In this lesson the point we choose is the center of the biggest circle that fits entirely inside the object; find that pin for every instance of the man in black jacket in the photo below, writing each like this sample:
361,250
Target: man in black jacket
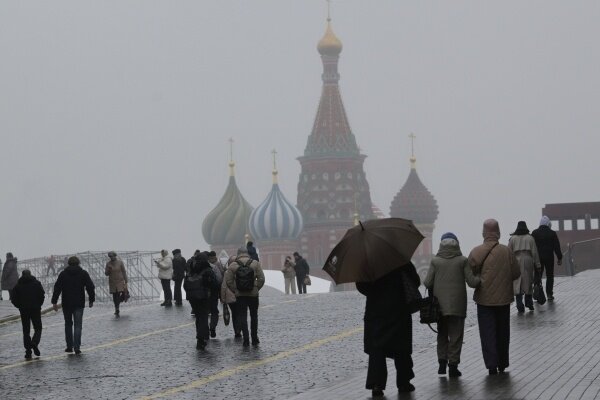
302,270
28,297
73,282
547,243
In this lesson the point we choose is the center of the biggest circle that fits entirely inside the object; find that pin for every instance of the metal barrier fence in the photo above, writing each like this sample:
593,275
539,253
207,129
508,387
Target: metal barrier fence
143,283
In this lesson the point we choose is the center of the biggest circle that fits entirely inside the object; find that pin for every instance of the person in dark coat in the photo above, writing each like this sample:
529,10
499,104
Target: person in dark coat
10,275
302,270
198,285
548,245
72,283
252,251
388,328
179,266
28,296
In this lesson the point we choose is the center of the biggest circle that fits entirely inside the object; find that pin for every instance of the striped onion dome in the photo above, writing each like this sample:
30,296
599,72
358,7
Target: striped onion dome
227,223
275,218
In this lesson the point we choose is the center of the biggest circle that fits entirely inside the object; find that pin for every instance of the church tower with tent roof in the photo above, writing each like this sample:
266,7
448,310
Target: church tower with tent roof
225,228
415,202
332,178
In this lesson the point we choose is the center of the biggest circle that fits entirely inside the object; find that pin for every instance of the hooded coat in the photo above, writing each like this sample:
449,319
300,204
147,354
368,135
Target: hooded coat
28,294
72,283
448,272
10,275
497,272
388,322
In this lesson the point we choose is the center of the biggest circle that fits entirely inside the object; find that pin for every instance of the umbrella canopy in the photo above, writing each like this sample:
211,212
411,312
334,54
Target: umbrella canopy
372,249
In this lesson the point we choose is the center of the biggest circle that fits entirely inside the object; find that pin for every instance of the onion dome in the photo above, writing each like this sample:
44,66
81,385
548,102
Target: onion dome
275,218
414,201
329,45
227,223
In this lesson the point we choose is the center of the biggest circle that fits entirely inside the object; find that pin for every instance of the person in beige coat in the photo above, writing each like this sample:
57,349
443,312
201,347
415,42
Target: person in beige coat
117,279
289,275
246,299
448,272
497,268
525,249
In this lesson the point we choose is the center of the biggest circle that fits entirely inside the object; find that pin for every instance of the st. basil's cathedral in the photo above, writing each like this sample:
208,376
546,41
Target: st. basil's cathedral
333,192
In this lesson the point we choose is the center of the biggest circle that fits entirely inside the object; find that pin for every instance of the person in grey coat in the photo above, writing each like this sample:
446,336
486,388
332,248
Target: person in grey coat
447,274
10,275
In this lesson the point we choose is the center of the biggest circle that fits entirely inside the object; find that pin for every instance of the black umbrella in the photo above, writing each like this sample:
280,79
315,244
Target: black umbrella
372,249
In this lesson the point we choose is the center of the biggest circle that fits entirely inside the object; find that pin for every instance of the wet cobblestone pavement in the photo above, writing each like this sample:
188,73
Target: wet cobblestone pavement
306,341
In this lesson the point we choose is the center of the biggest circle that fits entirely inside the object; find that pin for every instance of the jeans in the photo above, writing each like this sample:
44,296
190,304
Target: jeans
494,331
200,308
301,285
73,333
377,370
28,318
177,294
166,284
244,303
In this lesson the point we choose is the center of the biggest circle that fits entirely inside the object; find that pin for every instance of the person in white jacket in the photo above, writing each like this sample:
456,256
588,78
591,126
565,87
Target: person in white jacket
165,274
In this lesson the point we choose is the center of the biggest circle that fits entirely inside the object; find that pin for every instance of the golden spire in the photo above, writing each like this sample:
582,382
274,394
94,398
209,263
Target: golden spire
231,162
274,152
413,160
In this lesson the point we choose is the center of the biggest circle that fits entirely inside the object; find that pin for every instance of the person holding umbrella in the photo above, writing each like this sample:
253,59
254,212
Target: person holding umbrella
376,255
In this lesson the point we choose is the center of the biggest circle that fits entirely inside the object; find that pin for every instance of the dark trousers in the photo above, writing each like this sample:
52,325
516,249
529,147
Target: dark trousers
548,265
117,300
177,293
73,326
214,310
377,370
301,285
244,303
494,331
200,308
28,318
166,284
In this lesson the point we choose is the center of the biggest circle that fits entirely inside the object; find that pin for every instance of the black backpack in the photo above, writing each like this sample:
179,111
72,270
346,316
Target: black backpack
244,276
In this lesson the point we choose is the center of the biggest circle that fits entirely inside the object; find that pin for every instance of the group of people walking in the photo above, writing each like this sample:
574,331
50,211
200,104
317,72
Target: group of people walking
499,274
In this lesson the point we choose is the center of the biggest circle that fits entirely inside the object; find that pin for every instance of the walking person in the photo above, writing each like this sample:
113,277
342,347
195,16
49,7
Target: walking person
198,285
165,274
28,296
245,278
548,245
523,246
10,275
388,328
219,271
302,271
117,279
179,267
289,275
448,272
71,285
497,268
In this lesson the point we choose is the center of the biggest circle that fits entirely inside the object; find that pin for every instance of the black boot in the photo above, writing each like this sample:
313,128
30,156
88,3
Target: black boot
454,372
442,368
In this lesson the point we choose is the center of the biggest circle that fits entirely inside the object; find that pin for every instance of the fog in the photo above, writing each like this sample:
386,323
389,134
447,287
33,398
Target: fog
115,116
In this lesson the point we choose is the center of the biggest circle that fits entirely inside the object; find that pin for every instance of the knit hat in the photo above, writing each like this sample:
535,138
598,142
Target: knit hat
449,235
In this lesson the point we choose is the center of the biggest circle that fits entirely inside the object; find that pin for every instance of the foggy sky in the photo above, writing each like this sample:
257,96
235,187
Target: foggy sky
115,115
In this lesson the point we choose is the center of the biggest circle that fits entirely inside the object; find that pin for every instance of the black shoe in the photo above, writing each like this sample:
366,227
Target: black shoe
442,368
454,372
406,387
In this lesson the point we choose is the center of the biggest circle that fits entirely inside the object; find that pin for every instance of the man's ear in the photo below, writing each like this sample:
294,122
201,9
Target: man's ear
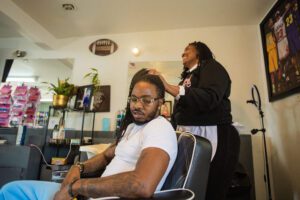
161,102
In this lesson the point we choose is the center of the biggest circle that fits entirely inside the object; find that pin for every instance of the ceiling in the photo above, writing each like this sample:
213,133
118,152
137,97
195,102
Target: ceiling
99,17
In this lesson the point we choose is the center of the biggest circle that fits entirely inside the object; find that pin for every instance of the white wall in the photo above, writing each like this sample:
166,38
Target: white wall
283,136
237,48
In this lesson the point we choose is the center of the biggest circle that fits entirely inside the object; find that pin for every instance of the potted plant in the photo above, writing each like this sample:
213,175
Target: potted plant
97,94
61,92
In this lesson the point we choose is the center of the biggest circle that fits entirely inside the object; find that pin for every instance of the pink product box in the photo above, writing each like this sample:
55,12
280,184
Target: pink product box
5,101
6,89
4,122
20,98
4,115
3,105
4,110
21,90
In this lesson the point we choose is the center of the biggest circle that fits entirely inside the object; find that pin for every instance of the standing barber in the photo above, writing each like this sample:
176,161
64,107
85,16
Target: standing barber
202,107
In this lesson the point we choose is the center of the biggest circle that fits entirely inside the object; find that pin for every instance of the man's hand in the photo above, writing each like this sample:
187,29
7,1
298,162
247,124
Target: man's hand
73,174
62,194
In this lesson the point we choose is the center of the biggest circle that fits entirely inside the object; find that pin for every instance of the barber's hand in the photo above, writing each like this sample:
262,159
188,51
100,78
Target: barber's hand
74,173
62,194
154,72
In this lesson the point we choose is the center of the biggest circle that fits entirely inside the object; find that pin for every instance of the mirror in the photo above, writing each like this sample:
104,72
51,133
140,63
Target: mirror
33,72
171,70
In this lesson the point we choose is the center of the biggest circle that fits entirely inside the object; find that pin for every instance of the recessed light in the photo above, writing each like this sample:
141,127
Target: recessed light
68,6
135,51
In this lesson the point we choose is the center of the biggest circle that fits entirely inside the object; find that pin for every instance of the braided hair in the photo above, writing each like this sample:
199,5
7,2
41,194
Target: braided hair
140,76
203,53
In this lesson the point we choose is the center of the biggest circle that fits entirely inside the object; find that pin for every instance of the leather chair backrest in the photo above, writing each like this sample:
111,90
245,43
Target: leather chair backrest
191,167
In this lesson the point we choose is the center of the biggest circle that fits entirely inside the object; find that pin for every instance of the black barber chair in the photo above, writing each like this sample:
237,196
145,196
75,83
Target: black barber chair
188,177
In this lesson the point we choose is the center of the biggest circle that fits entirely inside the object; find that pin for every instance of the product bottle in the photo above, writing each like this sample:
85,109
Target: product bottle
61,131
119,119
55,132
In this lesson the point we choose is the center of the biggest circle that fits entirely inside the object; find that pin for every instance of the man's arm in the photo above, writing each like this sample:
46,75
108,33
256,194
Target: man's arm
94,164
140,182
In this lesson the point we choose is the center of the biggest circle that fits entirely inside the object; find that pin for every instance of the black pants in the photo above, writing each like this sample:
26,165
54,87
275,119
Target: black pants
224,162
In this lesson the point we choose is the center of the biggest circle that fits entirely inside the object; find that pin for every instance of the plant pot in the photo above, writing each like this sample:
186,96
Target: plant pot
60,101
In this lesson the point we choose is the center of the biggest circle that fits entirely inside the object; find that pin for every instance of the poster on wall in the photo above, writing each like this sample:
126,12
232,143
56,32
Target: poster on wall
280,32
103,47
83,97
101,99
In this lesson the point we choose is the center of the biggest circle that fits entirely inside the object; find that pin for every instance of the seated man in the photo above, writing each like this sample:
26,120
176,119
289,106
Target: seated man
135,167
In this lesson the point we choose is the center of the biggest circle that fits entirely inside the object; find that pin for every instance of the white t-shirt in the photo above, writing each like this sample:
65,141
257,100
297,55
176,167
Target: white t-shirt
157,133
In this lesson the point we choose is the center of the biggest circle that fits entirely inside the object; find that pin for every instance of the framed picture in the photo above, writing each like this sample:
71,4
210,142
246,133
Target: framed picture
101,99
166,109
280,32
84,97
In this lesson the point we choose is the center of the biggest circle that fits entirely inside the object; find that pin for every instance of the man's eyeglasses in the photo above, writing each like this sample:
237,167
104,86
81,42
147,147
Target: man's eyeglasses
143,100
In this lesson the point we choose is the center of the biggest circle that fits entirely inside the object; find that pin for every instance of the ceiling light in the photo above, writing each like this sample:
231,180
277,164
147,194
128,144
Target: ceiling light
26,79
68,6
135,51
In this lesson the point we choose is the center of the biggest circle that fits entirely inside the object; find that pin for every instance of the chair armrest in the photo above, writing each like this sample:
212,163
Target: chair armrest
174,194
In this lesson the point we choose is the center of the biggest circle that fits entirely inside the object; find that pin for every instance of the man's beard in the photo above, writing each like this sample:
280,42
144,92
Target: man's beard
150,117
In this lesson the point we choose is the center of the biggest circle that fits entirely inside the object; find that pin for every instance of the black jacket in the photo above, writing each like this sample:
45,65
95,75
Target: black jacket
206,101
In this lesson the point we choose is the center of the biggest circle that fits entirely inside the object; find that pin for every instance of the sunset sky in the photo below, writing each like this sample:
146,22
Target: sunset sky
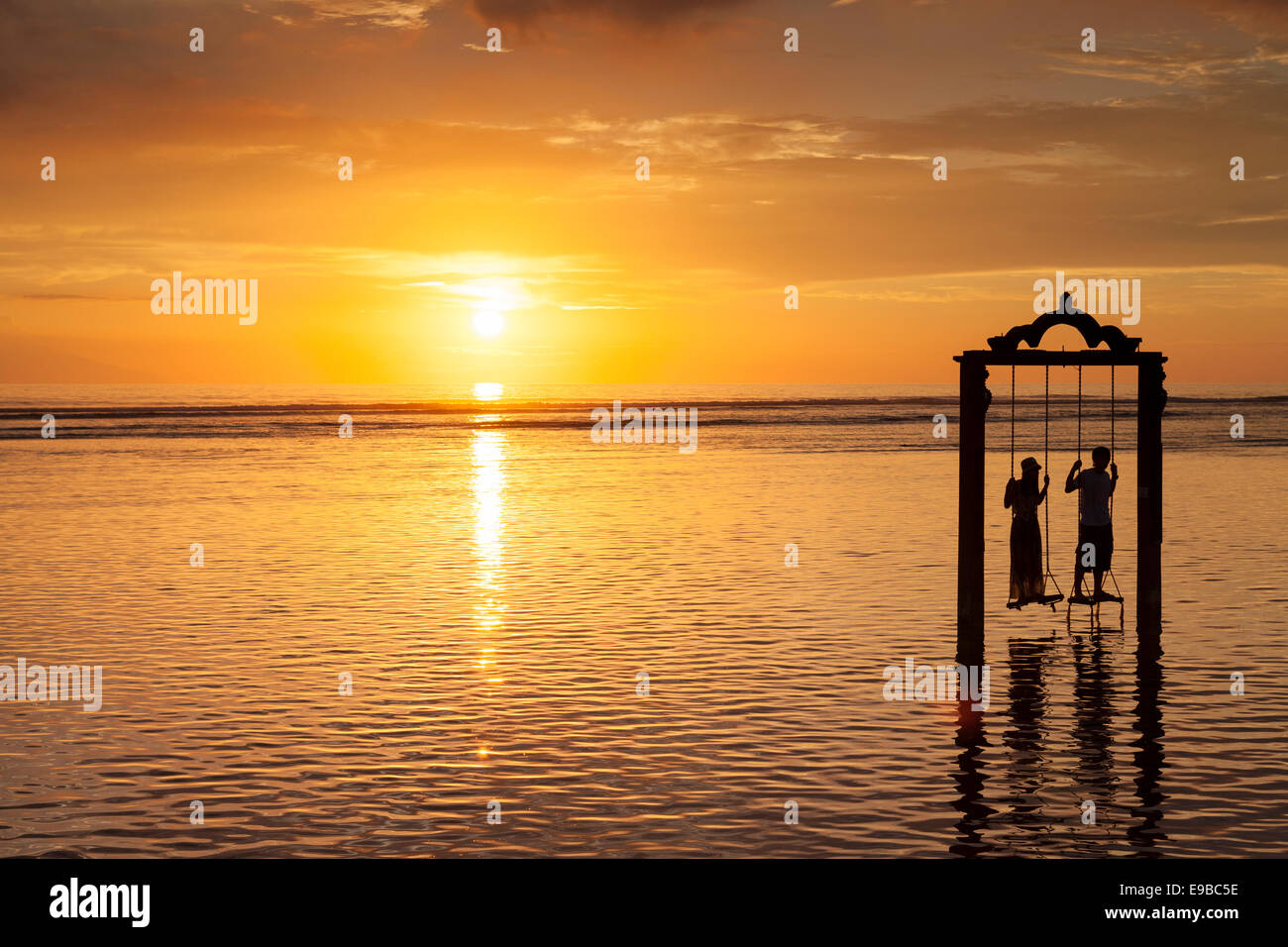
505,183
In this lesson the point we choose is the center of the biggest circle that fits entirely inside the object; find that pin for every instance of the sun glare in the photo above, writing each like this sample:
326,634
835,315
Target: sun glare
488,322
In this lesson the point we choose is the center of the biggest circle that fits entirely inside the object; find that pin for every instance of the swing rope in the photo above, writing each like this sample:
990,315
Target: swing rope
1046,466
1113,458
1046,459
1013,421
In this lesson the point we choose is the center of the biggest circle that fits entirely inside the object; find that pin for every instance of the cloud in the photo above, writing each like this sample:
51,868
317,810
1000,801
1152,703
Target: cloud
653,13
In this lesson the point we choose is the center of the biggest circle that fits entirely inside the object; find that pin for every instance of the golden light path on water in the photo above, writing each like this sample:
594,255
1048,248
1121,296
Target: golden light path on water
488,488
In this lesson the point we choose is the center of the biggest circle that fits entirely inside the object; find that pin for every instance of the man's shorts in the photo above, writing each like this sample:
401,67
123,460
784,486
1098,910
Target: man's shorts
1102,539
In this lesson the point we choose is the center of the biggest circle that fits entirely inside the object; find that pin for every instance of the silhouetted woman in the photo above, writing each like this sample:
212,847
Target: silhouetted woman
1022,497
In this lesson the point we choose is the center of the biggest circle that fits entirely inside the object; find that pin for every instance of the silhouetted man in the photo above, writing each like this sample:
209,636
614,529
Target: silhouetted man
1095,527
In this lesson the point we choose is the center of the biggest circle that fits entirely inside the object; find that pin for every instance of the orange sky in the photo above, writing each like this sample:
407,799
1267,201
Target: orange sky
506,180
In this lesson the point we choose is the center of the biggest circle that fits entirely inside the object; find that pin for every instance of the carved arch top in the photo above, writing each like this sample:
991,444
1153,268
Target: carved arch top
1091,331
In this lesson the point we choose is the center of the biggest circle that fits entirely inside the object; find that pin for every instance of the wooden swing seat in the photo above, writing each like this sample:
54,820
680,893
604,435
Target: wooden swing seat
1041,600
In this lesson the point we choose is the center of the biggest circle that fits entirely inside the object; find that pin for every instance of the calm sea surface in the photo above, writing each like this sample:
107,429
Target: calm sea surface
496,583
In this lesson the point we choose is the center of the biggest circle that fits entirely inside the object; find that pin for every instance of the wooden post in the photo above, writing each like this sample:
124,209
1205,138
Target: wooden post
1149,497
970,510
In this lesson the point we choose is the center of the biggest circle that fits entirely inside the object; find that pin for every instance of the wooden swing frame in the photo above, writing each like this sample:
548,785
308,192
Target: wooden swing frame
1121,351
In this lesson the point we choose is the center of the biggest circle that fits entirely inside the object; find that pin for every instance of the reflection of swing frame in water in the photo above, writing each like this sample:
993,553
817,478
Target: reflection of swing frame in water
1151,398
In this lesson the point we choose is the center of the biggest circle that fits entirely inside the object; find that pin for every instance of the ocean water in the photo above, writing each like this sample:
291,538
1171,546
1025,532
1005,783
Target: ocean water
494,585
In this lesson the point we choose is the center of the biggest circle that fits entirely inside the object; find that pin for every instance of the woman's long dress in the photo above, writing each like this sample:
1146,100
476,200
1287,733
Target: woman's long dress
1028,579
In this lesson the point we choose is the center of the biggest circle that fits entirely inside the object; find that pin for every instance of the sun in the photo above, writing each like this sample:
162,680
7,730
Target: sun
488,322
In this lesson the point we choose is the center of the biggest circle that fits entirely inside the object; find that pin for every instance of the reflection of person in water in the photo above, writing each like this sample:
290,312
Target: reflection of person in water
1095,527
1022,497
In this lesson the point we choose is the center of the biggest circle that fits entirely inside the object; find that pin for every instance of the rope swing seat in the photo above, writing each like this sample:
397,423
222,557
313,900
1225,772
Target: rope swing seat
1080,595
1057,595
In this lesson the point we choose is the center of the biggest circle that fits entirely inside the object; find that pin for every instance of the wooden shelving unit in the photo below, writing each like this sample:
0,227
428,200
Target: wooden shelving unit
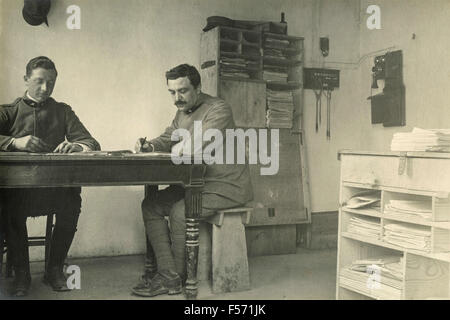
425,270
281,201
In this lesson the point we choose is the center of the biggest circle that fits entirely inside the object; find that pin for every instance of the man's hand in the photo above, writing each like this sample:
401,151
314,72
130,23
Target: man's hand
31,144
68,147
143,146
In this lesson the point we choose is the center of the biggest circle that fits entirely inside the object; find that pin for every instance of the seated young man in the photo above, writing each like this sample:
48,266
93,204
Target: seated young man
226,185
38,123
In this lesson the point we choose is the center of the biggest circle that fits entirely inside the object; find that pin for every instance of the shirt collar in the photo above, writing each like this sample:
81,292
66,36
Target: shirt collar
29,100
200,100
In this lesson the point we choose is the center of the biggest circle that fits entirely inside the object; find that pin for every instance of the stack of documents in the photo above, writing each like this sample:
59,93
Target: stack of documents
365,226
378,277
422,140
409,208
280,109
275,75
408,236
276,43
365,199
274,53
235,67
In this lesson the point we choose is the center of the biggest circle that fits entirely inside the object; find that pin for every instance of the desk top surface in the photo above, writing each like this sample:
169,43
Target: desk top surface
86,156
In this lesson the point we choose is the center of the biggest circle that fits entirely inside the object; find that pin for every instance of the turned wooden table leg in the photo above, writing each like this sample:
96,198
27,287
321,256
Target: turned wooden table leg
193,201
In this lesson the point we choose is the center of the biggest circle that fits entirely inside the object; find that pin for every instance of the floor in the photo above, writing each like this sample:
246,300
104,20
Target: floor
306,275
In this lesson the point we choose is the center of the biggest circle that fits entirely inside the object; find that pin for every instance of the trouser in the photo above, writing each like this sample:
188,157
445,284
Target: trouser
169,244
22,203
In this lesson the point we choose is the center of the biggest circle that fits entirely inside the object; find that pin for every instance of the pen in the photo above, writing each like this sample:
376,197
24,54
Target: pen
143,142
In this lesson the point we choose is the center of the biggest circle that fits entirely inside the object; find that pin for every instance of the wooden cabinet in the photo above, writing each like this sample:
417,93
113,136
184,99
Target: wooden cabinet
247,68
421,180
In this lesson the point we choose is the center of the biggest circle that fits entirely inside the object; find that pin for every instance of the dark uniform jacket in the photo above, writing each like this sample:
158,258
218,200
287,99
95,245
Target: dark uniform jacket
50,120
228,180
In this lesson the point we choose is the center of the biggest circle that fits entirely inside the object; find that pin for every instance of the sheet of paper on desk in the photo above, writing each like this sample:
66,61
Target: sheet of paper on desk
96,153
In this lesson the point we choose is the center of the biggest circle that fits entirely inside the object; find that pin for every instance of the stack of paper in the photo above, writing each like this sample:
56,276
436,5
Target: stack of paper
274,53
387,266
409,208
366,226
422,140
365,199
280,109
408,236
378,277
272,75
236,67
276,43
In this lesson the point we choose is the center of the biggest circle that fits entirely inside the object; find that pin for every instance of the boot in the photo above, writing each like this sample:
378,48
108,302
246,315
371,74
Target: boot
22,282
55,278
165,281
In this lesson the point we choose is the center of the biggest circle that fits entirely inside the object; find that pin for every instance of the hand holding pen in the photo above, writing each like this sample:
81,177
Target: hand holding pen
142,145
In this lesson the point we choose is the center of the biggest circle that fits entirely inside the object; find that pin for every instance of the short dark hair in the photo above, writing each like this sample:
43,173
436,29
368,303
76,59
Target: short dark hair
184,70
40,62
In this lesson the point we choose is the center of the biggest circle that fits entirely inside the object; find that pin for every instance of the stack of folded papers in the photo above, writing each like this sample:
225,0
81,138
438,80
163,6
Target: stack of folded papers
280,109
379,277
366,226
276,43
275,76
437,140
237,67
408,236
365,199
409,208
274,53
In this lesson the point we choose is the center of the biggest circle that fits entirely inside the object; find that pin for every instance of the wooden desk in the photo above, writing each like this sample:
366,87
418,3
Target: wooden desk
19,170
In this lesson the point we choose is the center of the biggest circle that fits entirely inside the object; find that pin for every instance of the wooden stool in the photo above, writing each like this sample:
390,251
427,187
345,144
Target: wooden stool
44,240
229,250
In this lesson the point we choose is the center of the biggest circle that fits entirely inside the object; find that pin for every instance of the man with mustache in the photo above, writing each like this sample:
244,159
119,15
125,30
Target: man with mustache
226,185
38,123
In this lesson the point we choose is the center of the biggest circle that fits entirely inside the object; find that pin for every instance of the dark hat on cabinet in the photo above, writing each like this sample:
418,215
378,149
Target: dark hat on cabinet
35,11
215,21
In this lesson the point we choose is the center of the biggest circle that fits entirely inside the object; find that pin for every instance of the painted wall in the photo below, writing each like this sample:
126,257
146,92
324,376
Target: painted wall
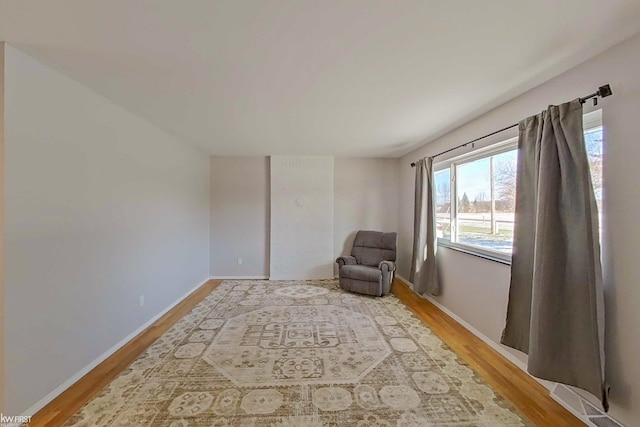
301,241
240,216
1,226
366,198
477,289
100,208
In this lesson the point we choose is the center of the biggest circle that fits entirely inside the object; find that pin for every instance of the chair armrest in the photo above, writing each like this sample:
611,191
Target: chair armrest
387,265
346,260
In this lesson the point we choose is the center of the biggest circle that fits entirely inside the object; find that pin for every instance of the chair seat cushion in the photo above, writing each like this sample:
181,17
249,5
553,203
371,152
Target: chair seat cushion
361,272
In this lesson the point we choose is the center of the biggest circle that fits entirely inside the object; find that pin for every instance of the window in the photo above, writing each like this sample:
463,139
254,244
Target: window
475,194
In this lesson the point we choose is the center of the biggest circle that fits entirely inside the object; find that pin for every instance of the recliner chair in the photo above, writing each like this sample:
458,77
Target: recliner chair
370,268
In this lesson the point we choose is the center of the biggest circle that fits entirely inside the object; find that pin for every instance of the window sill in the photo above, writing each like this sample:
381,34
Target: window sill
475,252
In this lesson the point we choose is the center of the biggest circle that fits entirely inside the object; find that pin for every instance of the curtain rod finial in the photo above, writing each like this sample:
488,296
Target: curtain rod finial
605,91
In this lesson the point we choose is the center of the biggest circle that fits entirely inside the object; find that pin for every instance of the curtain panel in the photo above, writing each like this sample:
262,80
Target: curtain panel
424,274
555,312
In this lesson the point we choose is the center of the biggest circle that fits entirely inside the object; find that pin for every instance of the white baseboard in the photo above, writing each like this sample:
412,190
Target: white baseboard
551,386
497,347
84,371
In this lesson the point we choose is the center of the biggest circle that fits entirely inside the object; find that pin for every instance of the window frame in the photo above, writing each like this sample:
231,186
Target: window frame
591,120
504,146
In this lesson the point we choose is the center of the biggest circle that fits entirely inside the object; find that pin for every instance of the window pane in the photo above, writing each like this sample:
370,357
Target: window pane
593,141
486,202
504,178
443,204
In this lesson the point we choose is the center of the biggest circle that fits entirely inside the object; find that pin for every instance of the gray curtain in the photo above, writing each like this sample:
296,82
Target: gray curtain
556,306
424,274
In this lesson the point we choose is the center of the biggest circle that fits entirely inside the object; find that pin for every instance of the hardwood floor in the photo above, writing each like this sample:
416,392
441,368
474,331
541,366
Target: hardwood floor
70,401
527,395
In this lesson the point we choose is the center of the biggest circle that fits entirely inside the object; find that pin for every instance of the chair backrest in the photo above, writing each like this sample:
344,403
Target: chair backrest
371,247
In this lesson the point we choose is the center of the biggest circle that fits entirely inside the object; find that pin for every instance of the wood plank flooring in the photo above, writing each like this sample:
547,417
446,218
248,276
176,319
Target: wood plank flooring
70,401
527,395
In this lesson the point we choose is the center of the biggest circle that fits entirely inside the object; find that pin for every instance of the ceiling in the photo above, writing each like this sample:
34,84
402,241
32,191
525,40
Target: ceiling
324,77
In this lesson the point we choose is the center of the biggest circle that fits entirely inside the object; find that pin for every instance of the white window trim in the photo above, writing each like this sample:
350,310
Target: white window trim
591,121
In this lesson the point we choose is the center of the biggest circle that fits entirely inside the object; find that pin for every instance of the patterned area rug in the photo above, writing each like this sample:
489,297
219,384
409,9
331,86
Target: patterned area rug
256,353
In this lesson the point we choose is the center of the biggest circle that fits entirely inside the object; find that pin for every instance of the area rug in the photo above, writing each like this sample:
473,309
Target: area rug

- - - -

> WHAT THE TASK REQUIRES
Scan the listing above, and wherever a line holds the word "below", copy it.

> OUTPUT OF THE TASK
In this lesson the point we choose is the center of the biggest circle that fits entirely inside the object; find that pin for every instance of the man in black jacket in the photo below, writing each like this sample:
In this lesson the point we choose is the center of the biggest circle that fits entirely inside the object; find that pin for every instance of the man's ear in the photo below, writing each like this sample:
In this lesson the point we choose is the center of the biggest circle that fits entirely inside the object; find that pin for every instance of the sunset sky in the photo below, writing each like this sample:
In this lesson the point we choose is the center of the biggest circle that fits entirely inside the object; find that pin for every instance of the wooden shelving unit in the photo below, writing each like this sample:
In this lesson the point we choose is the center of the biggest circle that fits entirely inside the object; find that pin for every instance of the painted wall in the photo below, writing each like this sample:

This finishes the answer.